▶ **Supplied passage**
━━━━━━
The discussion with professor Bruce McEwen, head of the Harold and Margaret Milliken Hatch Laboratory of Neuroendocrinology, was titled “The Brain on Stress: How the Social Environment ‘Gets Under the Skin.’”
McEwen spoke at Harvard a day after receiving the Edward M. Skolnick Prize in Neuroscience from MIT, described by professor Jack P. Shonkoff, director of the Center on the Developing Child at Harvard, as one of the highest honors in the field.
McEwen said that the best treatments for severe stress may be found, not in medication, but through confidence-building, a well-balanced diet, and routine exercise.
So for the overworked, under-slept college student, he said, a healthy lifestyle includes good time management, prioritizing important tasks, and not becoming overwhelmed.
McEwen explained that stress is caused by a variety of medical and experiential factors.
Experimentation has shown, he said, that brain structures have a certain degree of “plasticity,” meaning that their size and conformations can be modified over time in response to environmental cues.
He said that stress can act as a cue, and “molds” the brain by changing the way it processes anxiety, mood, and memory.
While this can help elicit the appropriate immediate response from the body, chronic brain moldings due to stress, in the long-term, can damage memory, learning ability, and social behaviors.
━━━━━━
Data excerpts:
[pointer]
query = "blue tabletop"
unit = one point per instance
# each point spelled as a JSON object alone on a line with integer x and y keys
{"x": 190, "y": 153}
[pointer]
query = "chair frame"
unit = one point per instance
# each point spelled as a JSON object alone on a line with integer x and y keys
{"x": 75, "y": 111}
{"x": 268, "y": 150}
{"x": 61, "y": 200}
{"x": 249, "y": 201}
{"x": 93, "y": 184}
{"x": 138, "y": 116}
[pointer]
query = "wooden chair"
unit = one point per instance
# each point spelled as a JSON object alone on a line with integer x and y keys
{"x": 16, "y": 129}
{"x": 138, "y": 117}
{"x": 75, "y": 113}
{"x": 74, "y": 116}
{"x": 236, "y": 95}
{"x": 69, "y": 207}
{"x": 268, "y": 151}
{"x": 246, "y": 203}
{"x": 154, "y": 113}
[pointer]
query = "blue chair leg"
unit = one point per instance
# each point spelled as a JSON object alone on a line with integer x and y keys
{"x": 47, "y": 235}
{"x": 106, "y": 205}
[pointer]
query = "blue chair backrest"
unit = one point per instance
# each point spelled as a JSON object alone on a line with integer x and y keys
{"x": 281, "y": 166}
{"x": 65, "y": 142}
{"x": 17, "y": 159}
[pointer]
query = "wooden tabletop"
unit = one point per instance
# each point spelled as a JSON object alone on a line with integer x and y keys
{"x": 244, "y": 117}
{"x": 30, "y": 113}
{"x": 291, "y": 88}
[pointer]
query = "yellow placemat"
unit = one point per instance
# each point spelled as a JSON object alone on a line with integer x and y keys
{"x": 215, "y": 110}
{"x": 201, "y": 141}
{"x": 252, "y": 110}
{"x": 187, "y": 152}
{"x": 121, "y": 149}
━━━━━━
▶ **Task item A**
Answer these about the McEwen stress talk passage:
(i) What prize did McEwen receive from MIT the day before his Harvard talk?
(ii) Which three things does McEwen say may be the best treatments for severe stress?
(iii) What does "plasticity" mean in the passage?
▶ **Task item B**
Please pick up the McEwen stress talk passage after its last sentence and carry it forward.
The data excerpts aren't needed for anything here.

▶ **Response A**
(i) The Edward M. Skolnick Prize in Neuroscience.
(ii) Confidence-building, a well-balanced diet, and routine exercise.
(iii) That the size and conformations of brain structures can be modified over time in response to environmental cues.

▶ **Response B**
He said chronic stress may limit the formation of new nerve cells and lead to shrinkage of the hippocampus, a brain region fundamental to forming memories.
The good news though, McEwen said, is that much of the stress-induced brain remodeling is reversible.
Routine exercise stimulates growth in the hippocampus, and exercising in groups also fosters neuron development.
McEwen’s presentation was particularly appropriate for the sleep-deprived college student.
Sleep deprivation, he said, is a major cause and result of physiologic stress.
Poor sleeping habits have also been shown to increase the levels of brain chemicals that impair sociability.
James Herman, a professor of psychology at the University of Cincinnati and director of the Stress Neurobiology Laboratory, said his research has also demonstrated the negative impact stress can have on late adolescence, at least among animals.
“The forefront [of research] now is that the brain keeps its plasticity up until adolescence,” he said.
“Our group has shown that in late-adolescence animals that are given chronic stress exposure show a much greater physiological response ... than during early adolescence or when the animals are adults,” Herman said.